=== Required task ===
Which lines in the items below contain the word "inside"? Extract every one of them.

=== Task input ===
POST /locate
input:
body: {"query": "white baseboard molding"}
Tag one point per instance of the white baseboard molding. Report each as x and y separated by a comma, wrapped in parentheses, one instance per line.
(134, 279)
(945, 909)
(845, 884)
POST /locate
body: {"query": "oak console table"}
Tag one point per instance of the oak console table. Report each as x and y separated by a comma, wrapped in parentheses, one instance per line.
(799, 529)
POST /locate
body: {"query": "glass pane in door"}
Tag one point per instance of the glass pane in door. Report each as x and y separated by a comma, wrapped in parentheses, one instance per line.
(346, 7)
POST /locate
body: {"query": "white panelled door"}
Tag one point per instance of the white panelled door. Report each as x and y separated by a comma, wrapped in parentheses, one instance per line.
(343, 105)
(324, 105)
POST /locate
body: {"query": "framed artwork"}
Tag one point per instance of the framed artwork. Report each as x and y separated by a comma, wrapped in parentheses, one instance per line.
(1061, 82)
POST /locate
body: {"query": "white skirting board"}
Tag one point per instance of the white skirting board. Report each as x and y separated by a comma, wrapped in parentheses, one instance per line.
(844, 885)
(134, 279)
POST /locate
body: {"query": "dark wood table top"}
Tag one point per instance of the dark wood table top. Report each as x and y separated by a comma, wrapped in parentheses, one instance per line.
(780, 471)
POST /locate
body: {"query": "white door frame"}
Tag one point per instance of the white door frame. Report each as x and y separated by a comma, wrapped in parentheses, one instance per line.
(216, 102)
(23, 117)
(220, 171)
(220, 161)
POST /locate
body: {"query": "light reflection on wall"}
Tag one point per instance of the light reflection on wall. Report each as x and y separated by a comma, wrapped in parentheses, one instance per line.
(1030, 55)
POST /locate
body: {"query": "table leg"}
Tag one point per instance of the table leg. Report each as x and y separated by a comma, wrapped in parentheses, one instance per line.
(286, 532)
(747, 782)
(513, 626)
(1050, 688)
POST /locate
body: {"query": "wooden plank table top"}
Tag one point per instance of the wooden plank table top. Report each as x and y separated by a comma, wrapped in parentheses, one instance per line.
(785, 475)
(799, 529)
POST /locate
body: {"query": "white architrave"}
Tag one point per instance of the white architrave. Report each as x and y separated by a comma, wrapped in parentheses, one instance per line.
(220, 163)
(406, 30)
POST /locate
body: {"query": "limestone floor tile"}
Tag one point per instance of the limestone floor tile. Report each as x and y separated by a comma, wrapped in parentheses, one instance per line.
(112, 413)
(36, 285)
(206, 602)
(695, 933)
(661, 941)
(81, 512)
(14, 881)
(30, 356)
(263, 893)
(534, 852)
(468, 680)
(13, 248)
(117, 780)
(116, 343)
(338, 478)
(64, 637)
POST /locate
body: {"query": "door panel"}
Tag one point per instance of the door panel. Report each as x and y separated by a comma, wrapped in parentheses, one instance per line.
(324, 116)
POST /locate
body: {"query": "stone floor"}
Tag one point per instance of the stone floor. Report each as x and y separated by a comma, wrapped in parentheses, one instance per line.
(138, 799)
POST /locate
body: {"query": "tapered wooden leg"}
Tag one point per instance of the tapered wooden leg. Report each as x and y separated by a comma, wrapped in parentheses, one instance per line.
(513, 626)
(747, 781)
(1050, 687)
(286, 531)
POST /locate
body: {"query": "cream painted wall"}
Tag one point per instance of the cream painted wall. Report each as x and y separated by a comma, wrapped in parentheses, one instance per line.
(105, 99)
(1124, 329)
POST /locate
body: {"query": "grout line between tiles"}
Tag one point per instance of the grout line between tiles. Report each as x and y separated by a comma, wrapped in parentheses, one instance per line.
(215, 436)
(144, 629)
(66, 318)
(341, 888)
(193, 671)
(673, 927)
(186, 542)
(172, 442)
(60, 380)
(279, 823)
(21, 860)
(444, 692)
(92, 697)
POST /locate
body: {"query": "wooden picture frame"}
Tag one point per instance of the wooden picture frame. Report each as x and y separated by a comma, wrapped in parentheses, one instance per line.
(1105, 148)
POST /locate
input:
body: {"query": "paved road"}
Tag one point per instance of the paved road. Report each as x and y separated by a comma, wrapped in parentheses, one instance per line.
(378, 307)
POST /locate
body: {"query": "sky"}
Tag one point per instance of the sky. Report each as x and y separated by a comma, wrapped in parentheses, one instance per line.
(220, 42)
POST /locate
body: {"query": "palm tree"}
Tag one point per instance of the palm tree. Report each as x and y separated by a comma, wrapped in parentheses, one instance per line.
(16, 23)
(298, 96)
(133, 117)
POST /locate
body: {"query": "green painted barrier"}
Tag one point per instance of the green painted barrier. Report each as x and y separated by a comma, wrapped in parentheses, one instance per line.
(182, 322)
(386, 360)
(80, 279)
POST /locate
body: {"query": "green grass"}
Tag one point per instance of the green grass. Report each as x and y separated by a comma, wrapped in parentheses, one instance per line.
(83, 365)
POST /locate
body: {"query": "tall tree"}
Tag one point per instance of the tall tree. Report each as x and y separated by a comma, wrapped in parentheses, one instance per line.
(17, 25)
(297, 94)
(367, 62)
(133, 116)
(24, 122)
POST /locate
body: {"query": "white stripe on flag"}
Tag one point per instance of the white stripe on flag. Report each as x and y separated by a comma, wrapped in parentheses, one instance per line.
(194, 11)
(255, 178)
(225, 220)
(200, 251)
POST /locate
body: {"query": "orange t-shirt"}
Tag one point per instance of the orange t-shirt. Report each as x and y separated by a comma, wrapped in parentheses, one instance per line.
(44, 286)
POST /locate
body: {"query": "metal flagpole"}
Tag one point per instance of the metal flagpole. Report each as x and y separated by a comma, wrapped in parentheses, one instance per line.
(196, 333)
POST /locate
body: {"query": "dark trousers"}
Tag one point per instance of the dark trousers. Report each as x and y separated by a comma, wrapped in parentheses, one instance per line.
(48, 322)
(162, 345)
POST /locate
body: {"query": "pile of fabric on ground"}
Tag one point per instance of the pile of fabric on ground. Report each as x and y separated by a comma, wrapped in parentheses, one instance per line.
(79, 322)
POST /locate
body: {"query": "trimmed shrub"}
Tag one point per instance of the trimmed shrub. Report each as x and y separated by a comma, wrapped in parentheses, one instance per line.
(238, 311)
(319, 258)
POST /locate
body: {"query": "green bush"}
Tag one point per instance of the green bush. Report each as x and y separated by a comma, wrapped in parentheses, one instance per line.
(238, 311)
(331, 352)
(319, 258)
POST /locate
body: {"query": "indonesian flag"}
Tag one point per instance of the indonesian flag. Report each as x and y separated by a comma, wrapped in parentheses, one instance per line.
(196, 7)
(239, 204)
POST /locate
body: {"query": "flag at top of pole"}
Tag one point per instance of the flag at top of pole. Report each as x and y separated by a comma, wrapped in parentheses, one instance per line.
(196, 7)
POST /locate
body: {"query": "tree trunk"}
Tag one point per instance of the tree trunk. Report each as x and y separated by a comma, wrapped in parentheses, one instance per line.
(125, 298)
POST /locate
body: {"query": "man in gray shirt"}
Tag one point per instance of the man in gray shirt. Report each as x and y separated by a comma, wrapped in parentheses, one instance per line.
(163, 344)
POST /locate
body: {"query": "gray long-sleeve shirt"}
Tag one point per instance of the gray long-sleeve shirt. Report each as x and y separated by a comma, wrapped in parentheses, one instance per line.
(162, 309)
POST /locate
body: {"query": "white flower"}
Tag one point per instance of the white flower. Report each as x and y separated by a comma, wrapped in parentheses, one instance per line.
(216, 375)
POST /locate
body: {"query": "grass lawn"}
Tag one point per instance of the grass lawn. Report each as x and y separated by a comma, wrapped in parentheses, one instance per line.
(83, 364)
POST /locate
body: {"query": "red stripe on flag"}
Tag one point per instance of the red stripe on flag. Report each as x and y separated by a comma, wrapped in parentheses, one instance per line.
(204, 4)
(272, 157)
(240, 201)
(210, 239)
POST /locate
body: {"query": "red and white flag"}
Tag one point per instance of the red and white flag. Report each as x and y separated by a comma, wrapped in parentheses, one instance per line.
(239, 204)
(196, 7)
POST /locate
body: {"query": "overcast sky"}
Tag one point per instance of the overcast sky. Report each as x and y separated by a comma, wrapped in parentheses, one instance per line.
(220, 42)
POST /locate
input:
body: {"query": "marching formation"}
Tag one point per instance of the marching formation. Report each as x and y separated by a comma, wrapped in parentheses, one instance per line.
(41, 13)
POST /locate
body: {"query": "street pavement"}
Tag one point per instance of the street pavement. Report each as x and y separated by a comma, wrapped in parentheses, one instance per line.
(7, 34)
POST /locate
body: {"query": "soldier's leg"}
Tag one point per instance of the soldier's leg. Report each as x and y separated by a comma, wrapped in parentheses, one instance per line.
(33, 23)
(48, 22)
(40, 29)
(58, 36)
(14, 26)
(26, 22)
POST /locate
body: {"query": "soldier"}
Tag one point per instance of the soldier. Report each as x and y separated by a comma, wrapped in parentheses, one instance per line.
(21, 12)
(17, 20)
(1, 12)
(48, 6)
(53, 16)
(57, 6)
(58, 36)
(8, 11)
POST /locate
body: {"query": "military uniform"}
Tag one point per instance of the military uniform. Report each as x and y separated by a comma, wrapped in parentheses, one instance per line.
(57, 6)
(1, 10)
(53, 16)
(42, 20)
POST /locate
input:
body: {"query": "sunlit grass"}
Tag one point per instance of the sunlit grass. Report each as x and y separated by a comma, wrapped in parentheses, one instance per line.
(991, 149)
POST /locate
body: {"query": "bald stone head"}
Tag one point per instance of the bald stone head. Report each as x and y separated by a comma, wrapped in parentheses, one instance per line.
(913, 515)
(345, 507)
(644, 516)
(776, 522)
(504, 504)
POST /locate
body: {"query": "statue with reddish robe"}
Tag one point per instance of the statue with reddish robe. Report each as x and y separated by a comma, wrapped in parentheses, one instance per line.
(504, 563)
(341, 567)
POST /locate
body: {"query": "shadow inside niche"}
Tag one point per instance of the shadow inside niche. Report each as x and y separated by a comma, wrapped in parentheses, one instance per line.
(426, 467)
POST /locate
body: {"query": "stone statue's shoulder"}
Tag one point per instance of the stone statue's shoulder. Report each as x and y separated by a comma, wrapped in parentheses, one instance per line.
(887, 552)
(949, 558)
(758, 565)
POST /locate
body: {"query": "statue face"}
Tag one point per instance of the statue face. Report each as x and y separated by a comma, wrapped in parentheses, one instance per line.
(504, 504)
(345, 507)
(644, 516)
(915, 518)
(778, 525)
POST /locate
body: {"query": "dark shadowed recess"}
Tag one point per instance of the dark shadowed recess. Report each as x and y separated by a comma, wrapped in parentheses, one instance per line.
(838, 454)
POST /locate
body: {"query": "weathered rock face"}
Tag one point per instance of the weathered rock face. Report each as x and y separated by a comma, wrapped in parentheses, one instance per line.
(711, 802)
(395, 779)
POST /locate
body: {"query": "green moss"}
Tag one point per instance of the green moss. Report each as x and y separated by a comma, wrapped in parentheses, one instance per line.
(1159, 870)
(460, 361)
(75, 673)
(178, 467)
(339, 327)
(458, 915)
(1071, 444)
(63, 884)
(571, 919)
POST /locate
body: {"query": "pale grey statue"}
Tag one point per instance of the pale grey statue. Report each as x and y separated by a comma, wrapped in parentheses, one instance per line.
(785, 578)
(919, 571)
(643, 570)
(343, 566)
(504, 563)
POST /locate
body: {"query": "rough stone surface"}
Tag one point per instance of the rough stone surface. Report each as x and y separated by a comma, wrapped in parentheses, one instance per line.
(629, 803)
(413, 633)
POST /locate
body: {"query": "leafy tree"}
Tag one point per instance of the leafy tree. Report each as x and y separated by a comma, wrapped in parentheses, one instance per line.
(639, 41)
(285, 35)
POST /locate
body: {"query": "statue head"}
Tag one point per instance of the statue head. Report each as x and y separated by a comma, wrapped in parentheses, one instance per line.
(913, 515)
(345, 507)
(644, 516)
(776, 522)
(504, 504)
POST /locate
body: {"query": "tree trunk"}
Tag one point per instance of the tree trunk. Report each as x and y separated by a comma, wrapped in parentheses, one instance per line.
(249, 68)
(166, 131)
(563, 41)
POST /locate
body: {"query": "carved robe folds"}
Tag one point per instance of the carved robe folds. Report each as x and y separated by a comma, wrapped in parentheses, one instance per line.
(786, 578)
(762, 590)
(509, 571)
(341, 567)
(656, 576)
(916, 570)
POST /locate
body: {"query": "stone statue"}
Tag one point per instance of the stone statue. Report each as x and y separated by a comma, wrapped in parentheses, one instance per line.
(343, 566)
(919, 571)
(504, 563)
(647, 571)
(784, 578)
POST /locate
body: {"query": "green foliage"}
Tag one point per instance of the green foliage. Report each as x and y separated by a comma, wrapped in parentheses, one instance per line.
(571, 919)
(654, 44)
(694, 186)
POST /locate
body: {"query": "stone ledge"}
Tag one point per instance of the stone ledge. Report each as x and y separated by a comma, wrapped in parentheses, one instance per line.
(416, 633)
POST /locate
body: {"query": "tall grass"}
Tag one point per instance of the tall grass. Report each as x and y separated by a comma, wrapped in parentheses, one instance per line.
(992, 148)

=== Result ===
body: {"query": "shadow inside niche"}
Tag one point per instance of the shadow inside niche. Report each as x and y separated by a comma, wrapped in parentheses, one instance per line.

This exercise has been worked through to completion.